(Saved data entries)
"""

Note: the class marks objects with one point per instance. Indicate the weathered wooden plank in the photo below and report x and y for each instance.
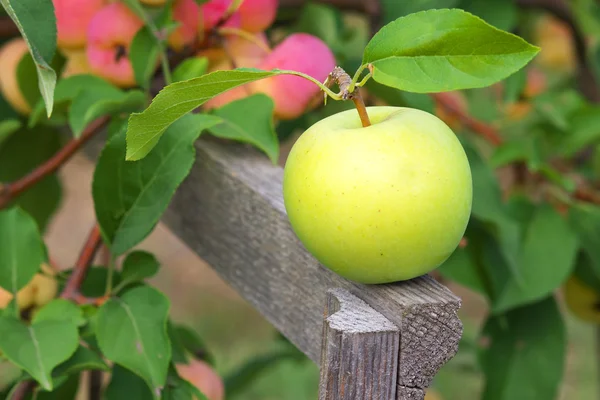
(230, 211)
(359, 354)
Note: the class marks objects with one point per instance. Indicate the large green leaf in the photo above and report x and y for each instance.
(249, 120)
(176, 100)
(60, 310)
(39, 347)
(18, 157)
(138, 265)
(525, 353)
(443, 50)
(130, 197)
(37, 23)
(83, 359)
(21, 251)
(546, 260)
(125, 385)
(132, 332)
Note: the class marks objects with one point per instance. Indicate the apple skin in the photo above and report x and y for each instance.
(582, 300)
(72, 20)
(201, 375)
(187, 14)
(294, 95)
(257, 15)
(380, 204)
(111, 31)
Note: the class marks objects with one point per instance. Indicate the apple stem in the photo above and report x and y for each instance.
(348, 91)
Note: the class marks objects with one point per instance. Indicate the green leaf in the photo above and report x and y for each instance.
(176, 100)
(64, 389)
(585, 221)
(82, 360)
(22, 249)
(249, 120)
(144, 53)
(180, 389)
(90, 104)
(190, 68)
(140, 343)
(138, 266)
(444, 50)
(37, 24)
(514, 86)
(546, 260)
(125, 385)
(38, 348)
(60, 310)
(525, 357)
(18, 157)
(130, 197)
(7, 128)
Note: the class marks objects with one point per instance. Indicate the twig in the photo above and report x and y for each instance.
(9, 191)
(23, 390)
(487, 131)
(92, 244)
(586, 80)
(344, 82)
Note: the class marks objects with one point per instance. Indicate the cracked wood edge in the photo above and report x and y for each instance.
(359, 354)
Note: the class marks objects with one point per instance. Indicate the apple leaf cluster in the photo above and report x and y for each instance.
(532, 138)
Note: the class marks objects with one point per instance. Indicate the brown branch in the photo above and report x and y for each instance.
(9, 191)
(586, 79)
(484, 130)
(8, 28)
(490, 133)
(23, 390)
(92, 244)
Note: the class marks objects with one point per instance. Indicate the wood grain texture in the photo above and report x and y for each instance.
(359, 354)
(230, 211)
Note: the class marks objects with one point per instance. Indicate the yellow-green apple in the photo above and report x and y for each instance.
(555, 39)
(201, 375)
(582, 299)
(245, 54)
(382, 203)
(11, 53)
(257, 15)
(110, 34)
(187, 14)
(37, 293)
(72, 20)
(293, 95)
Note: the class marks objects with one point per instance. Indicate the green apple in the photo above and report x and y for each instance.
(379, 204)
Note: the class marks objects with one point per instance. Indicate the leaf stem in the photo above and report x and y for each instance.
(324, 88)
(9, 191)
(110, 277)
(92, 244)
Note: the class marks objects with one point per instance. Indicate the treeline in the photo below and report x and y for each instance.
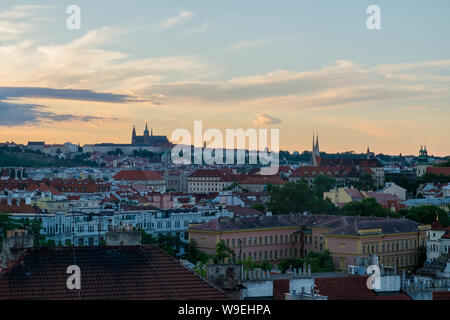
(18, 157)
(298, 198)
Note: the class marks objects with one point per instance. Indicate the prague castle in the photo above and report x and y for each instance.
(148, 141)
(148, 138)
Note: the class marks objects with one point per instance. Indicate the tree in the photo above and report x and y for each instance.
(193, 254)
(367, 207)
(265, 265)
(259, 206)
(296, 198)
(427, 214)
(223, 252)
(323, 184)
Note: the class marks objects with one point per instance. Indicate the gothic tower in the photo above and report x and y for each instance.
(133, 135)
(315, 156)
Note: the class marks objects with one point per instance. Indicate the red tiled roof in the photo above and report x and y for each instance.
(16, 206)
(260, 179)
(137, 175)
(135, 272)
(209, 173)
(332, 171)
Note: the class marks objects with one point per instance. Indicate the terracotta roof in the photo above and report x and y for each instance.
(261, 179)
(137, 175)
(239, 211)
(332, 171)
(135, 272)
(16, 206)
(209, 173)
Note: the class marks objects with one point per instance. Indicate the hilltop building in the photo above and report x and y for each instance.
(148, 138)
(422, 161)
(148, 142)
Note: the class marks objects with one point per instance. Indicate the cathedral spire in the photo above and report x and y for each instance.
(317, 141)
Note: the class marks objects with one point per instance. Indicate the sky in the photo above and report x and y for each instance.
(297, 66)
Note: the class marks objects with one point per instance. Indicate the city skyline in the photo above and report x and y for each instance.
(301, 68)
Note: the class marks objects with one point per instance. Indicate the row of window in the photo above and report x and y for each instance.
(400, 261)
(255, 241)
(390, 246)
(271, 254)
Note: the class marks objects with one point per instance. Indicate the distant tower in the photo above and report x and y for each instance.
(369, 154)
(133, 135)
(422, 161)
(315, 156)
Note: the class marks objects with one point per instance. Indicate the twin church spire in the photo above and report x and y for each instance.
(315, 157)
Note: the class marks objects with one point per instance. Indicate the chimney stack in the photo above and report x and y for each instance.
(123, 238)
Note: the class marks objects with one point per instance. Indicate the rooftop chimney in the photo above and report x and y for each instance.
(123, 238)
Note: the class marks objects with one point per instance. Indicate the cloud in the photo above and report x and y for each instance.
(252, 43)
(82, 64)
(15, 114)
(340, 85)
(18, 21)
(199, 29)
(181, 17)
(264, 120)
(65, 94)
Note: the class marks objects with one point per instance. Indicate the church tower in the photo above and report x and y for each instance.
(315, 156)
(133, 135)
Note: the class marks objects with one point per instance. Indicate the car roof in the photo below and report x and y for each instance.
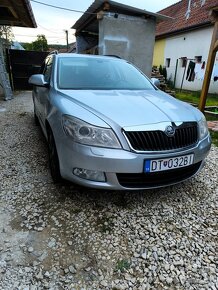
(75, 55)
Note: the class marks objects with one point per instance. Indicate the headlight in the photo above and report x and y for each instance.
(88, 134)
(203, 129)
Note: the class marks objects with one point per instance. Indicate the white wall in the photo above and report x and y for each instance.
(190, 44)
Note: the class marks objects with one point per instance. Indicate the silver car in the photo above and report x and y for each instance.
(108, 126)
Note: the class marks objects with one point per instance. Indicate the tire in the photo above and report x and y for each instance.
(53, 159)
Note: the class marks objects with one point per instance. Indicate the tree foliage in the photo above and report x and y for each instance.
(40, 44)
(6, 34)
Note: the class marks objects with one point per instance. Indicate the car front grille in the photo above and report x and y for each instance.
(185, 135)
(156, 179)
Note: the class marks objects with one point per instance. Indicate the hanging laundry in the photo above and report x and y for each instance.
(199, 72)
(190, 76)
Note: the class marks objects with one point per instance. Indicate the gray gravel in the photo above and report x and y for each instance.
(59, 237)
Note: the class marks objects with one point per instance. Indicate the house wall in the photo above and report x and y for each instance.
(159, 49)
(120, 36)
(190, 45)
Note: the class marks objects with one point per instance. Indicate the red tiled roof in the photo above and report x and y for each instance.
(199, 16)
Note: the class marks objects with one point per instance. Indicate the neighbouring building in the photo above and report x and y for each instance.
(182, 43)
(111, 28)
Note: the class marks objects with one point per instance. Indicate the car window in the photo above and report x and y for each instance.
(99, 73)
(46, 69)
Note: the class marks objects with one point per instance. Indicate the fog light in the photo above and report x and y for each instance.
(89, 174)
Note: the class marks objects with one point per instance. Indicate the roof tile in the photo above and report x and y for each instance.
(199, 15)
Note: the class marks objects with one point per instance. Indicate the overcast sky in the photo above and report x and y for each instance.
(54, 22)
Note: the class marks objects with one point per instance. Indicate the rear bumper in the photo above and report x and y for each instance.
(124, 169)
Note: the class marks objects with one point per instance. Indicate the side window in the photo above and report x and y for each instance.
(47, 68)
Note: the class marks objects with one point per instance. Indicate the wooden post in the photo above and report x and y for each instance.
(209, 67)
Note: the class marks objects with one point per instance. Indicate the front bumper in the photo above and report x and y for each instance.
(117, 164)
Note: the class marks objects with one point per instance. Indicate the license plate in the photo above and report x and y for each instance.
(168, 163)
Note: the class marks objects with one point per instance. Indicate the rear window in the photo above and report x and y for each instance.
(100, 74)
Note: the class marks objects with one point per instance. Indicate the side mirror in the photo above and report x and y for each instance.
(38, 80)
(155, 82)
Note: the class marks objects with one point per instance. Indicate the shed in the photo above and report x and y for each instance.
(112, 28)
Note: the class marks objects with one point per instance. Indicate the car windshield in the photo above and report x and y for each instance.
(100, 74)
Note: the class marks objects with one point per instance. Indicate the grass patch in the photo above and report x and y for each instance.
(194, 97)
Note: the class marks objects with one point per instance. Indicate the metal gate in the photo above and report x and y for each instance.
(22, 64)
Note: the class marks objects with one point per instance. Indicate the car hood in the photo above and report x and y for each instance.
(134, 108)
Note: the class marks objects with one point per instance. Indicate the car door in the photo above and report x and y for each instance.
(42, 93)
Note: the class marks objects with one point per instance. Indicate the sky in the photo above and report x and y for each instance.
(53, 22)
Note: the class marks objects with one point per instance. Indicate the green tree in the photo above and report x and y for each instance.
(6, 34)
(40, 44)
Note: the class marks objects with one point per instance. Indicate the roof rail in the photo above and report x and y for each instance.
(112, 55)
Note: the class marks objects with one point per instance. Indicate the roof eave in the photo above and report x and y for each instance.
(186, 29)
(97, 6)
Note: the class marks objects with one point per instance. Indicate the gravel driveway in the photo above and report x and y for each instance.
(59, 237)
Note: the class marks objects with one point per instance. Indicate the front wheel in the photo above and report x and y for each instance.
(53, 159)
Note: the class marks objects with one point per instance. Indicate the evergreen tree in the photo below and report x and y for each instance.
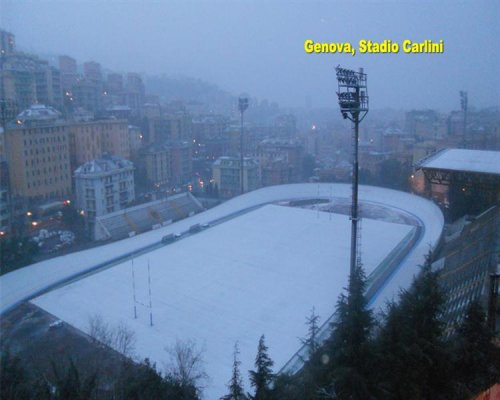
(262, 377)
(71, 386)
(413, 355)
(350, 363)
(477, 363)
(235, 385)
(13, 378)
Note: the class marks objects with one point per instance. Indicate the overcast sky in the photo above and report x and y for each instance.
(257, 46)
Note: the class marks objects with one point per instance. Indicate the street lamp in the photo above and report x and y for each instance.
(353, 101)
(242, 106)
(463, 104)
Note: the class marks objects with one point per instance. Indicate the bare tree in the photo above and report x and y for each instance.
(121, 337)
(100, 331)
(186, 364)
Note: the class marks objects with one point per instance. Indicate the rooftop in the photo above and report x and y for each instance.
(479, 161)
(107, 163)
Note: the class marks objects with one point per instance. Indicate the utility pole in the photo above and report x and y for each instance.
(464, 105)
(242, 106)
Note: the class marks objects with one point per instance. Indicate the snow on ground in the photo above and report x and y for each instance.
(259, 273)
(23, 283)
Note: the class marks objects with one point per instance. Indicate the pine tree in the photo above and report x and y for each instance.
(413, 355)
(235, 385)
(477, 364)
(262, 377)
(349, 366)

"""

Task statement - Only the lines from the one containing "Indicate the street" through the end of the entries above belong in the answer; repeat them exactly.

Reply -
Note: the class marks objects with one point per instance. Indicate the street lamp in the photo above and report x and y for each instance.
(353, 101)
(242, 106)
(463, 104)
Note: the class marks objects with one point per instance. Indicate the bare tree in the photo above and report x and y for each instance.
(121, 337)
(100, 331)
(186, 364)
Note: the class marks objects with one point per instance. Indicate the rooftop in the photo above and report x and y for each instance.
(479, 161)
(107, 163)
Note: the class marks objects with one point per instance. Indicate the utility pole in the photo above and report x and y for each instance.
(464, 105)
(242, 106)
Note: the class marks objects with one point per instance. Indicate the snow on ground in the photo above and report x and y for each instance.
(259, 273)
(23, 283)
Note: the class marks objects with one point per instance. Indicate the pine tree in the photo above and report x and y for each instance.
(413, 355)
(235, 385)
(477, 364)
(262, 377)
(349, 366)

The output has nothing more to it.